(Source records)
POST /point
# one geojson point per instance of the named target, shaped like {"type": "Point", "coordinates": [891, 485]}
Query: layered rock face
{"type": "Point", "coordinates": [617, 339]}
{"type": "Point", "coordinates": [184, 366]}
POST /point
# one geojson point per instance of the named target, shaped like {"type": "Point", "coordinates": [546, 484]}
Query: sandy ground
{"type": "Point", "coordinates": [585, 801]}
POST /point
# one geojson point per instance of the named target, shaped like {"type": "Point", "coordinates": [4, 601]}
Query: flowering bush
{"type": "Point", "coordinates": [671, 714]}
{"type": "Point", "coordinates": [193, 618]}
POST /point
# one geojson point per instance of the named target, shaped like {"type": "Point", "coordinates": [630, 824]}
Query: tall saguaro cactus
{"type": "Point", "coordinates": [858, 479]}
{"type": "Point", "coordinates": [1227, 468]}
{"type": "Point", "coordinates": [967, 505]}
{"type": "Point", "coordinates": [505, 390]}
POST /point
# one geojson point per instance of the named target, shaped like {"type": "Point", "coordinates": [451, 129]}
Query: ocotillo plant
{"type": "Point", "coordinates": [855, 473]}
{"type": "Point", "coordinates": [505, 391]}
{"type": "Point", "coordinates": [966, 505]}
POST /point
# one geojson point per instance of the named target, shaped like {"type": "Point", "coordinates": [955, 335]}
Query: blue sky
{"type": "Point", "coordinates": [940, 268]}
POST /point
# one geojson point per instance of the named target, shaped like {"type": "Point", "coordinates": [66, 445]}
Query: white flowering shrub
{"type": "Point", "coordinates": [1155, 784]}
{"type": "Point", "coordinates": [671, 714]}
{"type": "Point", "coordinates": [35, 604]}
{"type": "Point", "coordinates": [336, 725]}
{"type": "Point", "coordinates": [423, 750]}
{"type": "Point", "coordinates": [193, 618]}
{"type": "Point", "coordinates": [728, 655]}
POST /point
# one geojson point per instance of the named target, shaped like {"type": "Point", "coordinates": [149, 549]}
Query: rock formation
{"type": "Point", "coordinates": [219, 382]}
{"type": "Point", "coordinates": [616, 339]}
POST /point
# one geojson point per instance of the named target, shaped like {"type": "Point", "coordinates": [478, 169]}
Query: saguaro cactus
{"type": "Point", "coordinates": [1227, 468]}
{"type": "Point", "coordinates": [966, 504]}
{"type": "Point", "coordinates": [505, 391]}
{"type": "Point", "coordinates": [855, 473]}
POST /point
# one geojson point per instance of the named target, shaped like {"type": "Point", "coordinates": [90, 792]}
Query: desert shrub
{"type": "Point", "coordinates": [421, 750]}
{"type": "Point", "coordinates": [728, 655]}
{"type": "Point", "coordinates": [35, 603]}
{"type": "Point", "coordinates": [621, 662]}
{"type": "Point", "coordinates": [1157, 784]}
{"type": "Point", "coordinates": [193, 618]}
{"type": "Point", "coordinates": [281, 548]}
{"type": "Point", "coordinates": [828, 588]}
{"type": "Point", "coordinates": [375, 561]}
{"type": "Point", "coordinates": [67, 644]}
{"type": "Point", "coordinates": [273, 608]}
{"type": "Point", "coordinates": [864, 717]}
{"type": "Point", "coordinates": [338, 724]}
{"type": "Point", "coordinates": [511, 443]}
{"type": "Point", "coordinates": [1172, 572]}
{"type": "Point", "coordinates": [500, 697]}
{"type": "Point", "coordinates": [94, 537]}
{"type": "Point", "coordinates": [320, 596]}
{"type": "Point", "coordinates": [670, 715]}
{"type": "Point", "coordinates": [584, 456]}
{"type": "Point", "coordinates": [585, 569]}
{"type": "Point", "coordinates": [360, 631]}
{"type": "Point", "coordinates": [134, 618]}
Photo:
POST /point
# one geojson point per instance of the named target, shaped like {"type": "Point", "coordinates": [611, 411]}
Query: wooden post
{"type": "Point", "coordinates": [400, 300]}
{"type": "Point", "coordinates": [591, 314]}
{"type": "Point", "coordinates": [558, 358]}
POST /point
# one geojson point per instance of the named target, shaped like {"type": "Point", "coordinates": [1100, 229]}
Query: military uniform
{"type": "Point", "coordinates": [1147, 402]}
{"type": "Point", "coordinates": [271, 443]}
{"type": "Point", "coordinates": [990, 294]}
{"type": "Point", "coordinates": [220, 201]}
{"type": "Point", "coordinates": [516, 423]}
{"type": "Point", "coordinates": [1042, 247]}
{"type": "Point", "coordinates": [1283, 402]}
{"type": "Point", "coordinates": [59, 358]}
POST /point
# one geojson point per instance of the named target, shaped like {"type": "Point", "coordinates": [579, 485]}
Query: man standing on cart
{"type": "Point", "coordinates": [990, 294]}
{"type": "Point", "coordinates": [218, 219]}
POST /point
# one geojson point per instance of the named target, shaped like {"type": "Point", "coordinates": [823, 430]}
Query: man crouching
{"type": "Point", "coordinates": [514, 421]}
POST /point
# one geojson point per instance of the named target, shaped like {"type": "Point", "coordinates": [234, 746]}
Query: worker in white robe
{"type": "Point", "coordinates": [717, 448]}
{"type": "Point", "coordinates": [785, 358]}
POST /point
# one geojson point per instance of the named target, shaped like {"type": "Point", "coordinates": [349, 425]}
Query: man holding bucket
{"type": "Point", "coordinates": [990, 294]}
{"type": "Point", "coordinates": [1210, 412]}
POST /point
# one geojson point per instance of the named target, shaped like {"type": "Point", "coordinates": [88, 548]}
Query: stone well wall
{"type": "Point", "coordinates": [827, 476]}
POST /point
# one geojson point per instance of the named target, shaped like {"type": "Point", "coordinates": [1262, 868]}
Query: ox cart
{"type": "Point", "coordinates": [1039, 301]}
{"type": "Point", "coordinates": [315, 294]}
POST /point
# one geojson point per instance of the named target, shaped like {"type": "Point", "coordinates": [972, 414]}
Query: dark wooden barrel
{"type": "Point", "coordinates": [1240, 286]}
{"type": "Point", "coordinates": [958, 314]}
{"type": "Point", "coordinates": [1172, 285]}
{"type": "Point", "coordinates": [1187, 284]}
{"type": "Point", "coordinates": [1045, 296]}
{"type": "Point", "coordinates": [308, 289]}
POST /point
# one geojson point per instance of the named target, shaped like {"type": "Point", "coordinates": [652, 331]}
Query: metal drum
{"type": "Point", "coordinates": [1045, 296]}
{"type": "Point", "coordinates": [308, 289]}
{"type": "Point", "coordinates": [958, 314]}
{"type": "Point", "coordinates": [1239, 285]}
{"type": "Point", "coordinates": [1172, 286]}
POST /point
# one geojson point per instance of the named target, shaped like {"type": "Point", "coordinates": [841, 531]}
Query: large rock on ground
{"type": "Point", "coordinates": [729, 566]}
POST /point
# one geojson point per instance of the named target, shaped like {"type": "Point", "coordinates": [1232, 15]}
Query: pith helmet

◆ **WHAT IS ASKED**
Write out every entry again exactly, please, with nothing missing.

◆ **SOLUTION TO THIS EXERCISE**
POST /point
# one geojson point per instance of the named target, shaped like {"type": "Point", "coordinates": [891, 485]}
Query: layered rock face
{"type": "Point", "coordinates": [617, 339]}
{"type": "Point", "coordinates": [184, 366]}
POST /point
# one geojson point per instance of the named target, shaped like {"type": "Point", "coordinates": [546, 484]}
Query: sandy ground
{"type": "Point", "coordinates": [585, 801]}
POST /point
# one geojson point per instance of the named target, shaped like {"type": "Point", "coordinates": [4, 601]}
Query: flowering bush
{"type": "Point", "coordinates": [671, 714]}
{"type": "Point", "coordinates": [193, 618]}
POST /point
# one geojson point per instance of the named target, shaped like {"type": "Point", "coordinates": [630, 824]}
Query: tall saguaro cactus
{"type": "Point", "coordinates": [858, 479]}
{"type": "Point", "coordinates": [1227, 468]}
{"type": "Point", "coordinates": [967, 505]}
{"type": "Point", "coordinates": [505, 390]}
POST /point
# one geojson point per instance of the named target, shaped like {"type": "Point", "coordinates": [451, 129]}
Query: ocotillo plant
{"type": "Point", "coordinates": [855, 473]}
{"type": "Point", "coordinates": [505, 391]}
{"type": "Point", "coordinates": [966, 505]}
POST /point
# one geojson point per instance of the named target, shaped like {"type": "Point", "coordinates": [955, 335]}
Query: blue sky
{"type": "Point", "coordinates": [940, 268]}
POST /point
# one geojson point per instance of the named target, shaped like {"type": "Point", "coordinates": [66, 445]}
Query: white flowering shrub
{"type": "Point", "coordinates": [1155, 784]}
{"type": "Point", "coordinates": [671, 714]}
{"type": "Point", "coordinates": [35, 604]}
{"type": "Point", "coordinates": [336, 725]}
{"type": "Point", "coordinates": [423, 750]}
{"type": "Point", "coordinates": [193, 618]}
{"type": "Point", "coordinates": [728, 655]}
POST /point
# one geojson point per instance of the named target, shaped like {"type": "Point", "coordinates": [149, 549]}
Query: rock formation
{"type": "Point", "coordinates": [219, 382]}
{"type": "Point", "coordinates": [616, 339]}
POST /point
# one geojson point per instance of the named target, shaped like {"type": "Point", "coordinates": [478, 169]}
Query: saguaro cactus
{"type": "Point", "coordinates": [1227, 468]}
{"type": "Point", "coordinates": [966, 504]}
{"type": "Point", "coordinates": [505, 391]}
{"type": "Point", "coordinates": [855, 473]}
POST /point
# one geojson point per instance of the named target, shaped like {"type": "Point", "coordinates": [90, 792]}
Query: desert shrub
{"type": "Point", "coordinates": [421, 750]}
{"type": "Point", "coordinates": [728, 655]}
{"type": "Point", "coordinates": [35, 603]}
{"type": "Point", "coordinates": [621, 662]}
{"type": "Point", "coordinates": [1157, 784]}
{"type": "Point", "coordinates": [193, 618]}
{"type": "Point", "coordinates": [281, 548]}
{"type": "Point", "coordinates": [828, 588]}
{"type": "Point", "coordinates": [375, 561]}
{"type": "Point", "coordinates": [67, 644]}
{"type": "Point", "coordinates": [273, 608]}
{"type": "Point", "coordinates": [864, 717]}
{"type": "Point", "coordinates": [338, 724]}
{"type": "Point", "coordinates": [511, 443]}
{"type": "Point", "coordinates": [1172, 572]}
{"type": "Point", "coordinates": [500, 697]}
{"type": "Point", "coordinates": [94, 537]}
{"type": "Point", "coordinates": [320, 596]}
{"type": "Point", "coordinates": [670, 715]}
{"type": "Point", "coordinates": [584, 456]}
{"type": "Point", "coordinates": [585, 569]}
{"type": "Point", "coordinates": [360, 631]}
{"type": "Point", "coordinates": [134, 618]}
Photo:
POST /point
# one geojson point per instance of the named target, shaped like {"type": "Point", "coordinates": [611, 411]}
Query: wooden post
{"type": "Point", "coordinates": [400, 300]}
{"type": "Point", "coordinates": [591, 314]}
{"type": "Point", "coordinates": [558, 358]}
POST /point
# one geojson point per instance of the named target, shaped like {"type": "Point", "coordinates": [1100, 229]}
Query: military uniform
{"type": "Point", "coordinates": [1147, 402]}
{"type": "Point", "coordinates": [271, 443]}
{"type": "Point", "coordinates": [990, 294]}
{"type": "Point", "coordinates": [220, 201]}
{"type": "Point", "coordinates": [516, 423]}
{"type": "Point", "coordinates": [1042, 247]}
{"type": "Point", "coordinates": [1283, 402]}
{"type": "Point", "coordinates": [59, 358]}
POST /point
# one geojson point per instance of the named target, shaped like {"type": "Point", "coordinates": [579, 485]}
Query: man standing on cart
{"type": "Point", "coordinates": [990, 294]}
{"type": "Point", "coordinates": [218, 219]}
POST /point
# one geojson point per instance of the named target, shaped like {"type": "Point", "coordinates": [823, 430]}
Query: man crouching
{"type": "Point", "coordinates": [514, 421]}
POST /point
# one geojson point per instance of the named target, shaped like {"type": "Point", "coordinates": [234, 746]}
Query: worker in white robe
{"type": "Point", "coordinates": [717, 448]}
{"type": "Point", "coordinates": [785, 358]}
POST /point
# one geojson point per instance of the named target, shaped like {"type": "Point", "coordinates": [349, 425]}
Query: man holding bucket
{"type": "Point", "coordinates": [990, 294]}
{"type": "Point", "coordinates": [1210, 412]}
POST /point
# one geojson point per instance of the named target, shaped like {"type": "Point", "coordinates": [88, 548]}
Query: stone well wall
{"type": "Point", "coordinates": [827, 476]}
POST /point
# one geojson point per instance of the named target, shaped like {"type": "Point", "coordinates": [1262, 868]}
Query: ox cart
{"type": "Point", "coordinates": [1039, 301]}
{"type": "Point", "coordinates": [315, 294]}
POST /point
# one geojson point per instance of the named target, shaped like {"type": "Point", "coordinates": [972, 414]}
Query: dark wooden barrel
{"type": "Point", "coordinates": [1240, 286]}
{"type": "Point", "coordinates": [958, 314]}
{"type": "Point", "coordinates": [1172, 285]}
{"type": "Point", "coordinates": [1187, 284]}
{"type": "Point", "coordinates": [1045, 296]}
{"type": "Point", "coordinates": [308, 289]}
POST /point
# one geojson point per instance of the named target, shaped like {"type": "Point", "coordinates": [652, 331]}
Query: metal drum
{"type": "Point", "coordinates": [1045, 296]}
{"type": "Point", "coordinates": [308, 289]}
{"type": "Point", "coordinates": [958, 314]}
{"type": "Point", "coordinates": [1239, 285]}
{"type": "Point", "coordinates": [1172, 286]}
POST /point
# one geojson point per instance of the named target, shaped like {"type": "Point", "coordinates": [841, 531]}
Query: large rock on ground
{"type": "Point", "coordinates": [729, 566]}
POST /point
# one geojson point per instance of the named target, shaped like {"type": "Point", "coordinates": [1232, 15]}
Query: pith helmet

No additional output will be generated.